* **Data to process**

=-=-=

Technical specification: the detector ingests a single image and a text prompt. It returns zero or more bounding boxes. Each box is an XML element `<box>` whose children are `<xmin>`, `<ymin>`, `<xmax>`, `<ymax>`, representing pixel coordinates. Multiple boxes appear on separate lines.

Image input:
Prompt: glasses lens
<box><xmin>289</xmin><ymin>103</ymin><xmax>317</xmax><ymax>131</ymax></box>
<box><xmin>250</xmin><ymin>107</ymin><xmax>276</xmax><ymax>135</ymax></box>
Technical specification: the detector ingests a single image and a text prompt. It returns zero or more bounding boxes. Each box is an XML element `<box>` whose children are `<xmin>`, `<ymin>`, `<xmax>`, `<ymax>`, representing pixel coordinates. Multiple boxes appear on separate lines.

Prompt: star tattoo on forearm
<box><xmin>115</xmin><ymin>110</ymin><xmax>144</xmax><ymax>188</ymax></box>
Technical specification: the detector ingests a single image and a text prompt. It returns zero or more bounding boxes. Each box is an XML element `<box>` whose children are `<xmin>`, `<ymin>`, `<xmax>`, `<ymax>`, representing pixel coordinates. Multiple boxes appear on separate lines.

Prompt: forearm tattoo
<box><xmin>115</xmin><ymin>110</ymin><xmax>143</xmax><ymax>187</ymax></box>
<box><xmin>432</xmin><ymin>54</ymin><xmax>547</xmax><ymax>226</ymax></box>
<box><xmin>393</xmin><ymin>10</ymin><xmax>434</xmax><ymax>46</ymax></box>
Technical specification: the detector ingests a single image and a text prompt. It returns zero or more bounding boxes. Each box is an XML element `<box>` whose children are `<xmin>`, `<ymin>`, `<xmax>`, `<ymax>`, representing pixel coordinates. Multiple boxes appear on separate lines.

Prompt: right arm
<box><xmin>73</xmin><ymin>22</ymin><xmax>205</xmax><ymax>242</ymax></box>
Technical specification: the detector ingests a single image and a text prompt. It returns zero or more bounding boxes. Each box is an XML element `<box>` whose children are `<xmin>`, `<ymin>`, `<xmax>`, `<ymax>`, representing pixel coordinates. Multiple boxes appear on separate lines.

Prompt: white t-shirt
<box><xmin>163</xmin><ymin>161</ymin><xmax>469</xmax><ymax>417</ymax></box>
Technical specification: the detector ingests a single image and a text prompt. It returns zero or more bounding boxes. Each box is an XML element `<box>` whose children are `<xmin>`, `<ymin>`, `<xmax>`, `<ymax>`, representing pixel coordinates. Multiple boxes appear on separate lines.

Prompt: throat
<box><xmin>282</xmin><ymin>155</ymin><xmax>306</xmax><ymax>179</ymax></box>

=-=-=

* **What is asked**
State how many lines in the rows above contain the string "tattoo". Reply with the number alone.

* **Output of the exercise**
2